Task details: Identify every line of the records that contains the word "arched" and copy each of those lines. Case counts.

Records supplied:
# # # # # # #

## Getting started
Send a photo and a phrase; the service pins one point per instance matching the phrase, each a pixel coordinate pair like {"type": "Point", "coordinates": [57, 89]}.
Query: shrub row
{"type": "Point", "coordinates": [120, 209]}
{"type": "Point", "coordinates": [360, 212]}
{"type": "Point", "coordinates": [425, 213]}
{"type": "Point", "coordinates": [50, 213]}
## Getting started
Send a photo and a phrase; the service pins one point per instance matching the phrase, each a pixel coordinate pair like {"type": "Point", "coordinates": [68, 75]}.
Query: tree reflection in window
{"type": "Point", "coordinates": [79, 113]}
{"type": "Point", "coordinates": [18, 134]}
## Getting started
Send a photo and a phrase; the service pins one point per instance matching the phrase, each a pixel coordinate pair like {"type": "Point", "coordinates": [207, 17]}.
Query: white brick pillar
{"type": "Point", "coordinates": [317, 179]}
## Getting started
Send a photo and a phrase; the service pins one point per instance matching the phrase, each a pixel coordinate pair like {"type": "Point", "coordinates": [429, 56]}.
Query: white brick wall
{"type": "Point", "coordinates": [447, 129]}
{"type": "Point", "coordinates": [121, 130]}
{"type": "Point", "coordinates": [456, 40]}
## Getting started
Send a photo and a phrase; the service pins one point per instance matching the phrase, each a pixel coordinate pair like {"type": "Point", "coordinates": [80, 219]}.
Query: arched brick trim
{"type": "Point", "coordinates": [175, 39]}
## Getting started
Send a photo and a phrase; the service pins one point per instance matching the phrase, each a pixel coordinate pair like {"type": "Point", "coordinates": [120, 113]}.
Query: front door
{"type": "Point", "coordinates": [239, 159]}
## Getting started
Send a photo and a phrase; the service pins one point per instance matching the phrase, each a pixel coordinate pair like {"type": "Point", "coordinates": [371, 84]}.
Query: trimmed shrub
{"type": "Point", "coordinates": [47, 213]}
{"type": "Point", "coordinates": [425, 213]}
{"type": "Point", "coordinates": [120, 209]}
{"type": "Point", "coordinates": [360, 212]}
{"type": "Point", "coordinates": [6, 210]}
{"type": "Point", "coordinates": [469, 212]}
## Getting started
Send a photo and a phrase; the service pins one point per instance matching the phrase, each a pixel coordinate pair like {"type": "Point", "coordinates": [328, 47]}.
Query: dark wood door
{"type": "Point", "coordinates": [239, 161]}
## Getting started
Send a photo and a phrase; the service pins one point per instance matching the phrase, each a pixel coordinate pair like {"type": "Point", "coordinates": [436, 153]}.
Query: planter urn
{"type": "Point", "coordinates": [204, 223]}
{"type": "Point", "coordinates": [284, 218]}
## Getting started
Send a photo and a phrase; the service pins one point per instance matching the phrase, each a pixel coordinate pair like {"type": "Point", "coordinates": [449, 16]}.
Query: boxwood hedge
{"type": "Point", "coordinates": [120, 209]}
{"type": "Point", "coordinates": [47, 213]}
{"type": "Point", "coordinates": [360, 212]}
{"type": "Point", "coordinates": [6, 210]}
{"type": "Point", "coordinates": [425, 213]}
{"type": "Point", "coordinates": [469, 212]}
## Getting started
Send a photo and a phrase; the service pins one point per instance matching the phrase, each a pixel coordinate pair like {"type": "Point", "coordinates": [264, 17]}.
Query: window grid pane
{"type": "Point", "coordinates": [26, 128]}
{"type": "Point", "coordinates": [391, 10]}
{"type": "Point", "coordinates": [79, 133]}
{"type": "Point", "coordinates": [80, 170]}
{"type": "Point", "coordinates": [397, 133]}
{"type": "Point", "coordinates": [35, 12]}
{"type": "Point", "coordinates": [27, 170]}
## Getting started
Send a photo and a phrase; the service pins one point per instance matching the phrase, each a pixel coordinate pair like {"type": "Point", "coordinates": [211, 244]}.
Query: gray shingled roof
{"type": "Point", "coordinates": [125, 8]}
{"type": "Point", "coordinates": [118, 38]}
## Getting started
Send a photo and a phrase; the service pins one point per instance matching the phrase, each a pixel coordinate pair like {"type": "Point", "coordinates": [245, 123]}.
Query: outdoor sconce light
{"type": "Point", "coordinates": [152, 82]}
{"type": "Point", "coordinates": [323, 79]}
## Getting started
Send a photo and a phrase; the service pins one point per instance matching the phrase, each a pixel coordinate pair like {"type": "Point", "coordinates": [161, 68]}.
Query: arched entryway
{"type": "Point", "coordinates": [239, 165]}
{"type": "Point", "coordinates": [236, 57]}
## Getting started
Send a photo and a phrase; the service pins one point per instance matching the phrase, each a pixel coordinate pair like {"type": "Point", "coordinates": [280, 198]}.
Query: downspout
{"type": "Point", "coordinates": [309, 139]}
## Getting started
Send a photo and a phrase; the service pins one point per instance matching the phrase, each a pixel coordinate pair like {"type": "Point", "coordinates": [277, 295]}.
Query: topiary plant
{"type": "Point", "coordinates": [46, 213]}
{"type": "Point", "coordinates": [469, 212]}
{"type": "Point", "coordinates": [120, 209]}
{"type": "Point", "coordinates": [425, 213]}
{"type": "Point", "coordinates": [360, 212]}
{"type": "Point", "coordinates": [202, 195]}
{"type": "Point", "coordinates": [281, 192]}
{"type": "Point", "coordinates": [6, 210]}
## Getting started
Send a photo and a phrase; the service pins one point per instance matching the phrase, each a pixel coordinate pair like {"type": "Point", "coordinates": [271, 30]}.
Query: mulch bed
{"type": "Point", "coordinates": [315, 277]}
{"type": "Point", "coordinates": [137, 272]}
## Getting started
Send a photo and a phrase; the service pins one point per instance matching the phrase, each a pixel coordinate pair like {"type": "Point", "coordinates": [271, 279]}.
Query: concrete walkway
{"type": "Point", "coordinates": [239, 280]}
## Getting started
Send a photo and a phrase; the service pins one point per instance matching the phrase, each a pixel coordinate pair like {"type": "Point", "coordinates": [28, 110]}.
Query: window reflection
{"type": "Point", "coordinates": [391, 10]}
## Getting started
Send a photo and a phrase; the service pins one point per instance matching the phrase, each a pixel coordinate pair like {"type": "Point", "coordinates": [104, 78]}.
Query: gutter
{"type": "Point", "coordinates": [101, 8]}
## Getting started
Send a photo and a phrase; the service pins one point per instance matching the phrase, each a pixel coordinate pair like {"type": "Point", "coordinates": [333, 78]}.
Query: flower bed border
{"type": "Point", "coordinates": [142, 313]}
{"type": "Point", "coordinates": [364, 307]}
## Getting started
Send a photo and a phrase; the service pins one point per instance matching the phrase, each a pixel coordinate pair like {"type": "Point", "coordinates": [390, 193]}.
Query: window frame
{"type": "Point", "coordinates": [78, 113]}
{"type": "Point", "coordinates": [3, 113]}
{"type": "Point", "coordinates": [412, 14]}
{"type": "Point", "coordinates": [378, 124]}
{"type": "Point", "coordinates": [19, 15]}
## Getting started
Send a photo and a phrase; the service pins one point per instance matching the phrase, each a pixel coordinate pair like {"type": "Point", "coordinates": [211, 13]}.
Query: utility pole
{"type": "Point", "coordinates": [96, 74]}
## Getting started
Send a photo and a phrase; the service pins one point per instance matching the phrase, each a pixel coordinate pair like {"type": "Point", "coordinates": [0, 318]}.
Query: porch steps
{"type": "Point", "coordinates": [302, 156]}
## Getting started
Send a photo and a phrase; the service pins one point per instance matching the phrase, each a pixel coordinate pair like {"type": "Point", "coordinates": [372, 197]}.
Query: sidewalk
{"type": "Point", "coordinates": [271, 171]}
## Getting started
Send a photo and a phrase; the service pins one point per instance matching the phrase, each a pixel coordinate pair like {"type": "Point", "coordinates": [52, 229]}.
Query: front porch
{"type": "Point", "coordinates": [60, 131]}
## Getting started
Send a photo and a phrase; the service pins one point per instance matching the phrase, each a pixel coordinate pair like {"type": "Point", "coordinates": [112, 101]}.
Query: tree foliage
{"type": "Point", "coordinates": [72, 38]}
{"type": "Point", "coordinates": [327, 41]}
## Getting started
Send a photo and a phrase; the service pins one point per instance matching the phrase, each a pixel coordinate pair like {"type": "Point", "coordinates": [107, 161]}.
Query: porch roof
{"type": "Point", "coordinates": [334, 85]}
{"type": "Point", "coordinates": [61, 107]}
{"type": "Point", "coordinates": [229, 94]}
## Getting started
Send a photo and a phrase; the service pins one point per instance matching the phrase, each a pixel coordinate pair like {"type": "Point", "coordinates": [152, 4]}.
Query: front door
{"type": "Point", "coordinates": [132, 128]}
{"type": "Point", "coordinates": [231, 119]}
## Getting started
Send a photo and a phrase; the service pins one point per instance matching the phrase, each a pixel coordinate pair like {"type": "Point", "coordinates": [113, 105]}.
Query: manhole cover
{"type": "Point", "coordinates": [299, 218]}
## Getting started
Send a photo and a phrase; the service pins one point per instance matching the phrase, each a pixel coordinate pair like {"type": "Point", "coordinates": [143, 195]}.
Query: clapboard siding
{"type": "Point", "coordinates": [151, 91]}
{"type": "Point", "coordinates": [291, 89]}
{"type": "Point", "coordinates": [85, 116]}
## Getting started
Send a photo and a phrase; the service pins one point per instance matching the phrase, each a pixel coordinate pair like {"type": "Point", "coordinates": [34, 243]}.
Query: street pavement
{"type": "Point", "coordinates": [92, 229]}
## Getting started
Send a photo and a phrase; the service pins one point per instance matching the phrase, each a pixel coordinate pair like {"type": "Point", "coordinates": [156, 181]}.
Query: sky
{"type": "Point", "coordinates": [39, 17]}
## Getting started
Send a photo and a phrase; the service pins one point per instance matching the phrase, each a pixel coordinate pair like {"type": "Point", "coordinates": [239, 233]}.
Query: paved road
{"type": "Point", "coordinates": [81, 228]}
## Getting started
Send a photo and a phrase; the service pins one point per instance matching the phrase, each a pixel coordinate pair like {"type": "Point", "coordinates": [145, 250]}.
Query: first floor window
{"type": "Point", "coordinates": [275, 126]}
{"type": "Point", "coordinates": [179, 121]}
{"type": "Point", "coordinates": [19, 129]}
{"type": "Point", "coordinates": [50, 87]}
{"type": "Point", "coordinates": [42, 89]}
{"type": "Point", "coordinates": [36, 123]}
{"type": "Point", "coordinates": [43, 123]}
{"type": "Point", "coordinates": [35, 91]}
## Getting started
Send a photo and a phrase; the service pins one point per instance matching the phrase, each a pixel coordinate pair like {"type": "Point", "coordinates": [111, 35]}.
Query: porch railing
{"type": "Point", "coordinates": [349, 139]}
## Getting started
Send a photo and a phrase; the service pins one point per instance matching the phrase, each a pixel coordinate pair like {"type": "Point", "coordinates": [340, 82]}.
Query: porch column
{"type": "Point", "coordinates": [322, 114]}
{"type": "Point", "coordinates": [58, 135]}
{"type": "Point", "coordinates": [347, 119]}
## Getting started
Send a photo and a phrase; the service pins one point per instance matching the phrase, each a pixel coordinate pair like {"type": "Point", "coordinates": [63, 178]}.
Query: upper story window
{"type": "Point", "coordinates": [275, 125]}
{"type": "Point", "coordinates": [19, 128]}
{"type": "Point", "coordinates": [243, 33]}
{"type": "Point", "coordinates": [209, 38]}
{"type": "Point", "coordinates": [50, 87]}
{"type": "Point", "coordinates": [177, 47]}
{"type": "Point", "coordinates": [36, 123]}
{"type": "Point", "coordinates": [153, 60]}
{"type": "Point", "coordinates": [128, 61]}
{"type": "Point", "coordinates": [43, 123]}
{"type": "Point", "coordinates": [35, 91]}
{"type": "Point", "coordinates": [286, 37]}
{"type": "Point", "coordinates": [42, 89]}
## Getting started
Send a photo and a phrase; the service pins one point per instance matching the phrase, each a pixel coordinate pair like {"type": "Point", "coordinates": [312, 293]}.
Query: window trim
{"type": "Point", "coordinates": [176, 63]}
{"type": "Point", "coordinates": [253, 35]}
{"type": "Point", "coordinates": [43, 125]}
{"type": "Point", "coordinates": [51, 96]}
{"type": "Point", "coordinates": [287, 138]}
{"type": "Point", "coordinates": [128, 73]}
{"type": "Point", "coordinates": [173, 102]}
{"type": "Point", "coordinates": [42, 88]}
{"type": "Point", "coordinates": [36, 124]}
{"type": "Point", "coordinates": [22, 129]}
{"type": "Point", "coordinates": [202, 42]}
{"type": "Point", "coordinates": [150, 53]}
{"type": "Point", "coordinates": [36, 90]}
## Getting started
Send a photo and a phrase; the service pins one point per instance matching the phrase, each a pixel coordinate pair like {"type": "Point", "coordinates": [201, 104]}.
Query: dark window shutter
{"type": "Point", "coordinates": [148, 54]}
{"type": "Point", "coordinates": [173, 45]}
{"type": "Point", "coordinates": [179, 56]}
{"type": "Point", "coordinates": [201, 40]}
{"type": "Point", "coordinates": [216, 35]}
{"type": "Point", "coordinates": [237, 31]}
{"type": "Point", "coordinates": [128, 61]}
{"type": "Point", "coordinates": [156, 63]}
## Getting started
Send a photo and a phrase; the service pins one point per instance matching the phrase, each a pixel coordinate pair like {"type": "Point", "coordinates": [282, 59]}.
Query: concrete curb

# # # # # # #

Full output:
Query: arched brick trim
Query: arched entryway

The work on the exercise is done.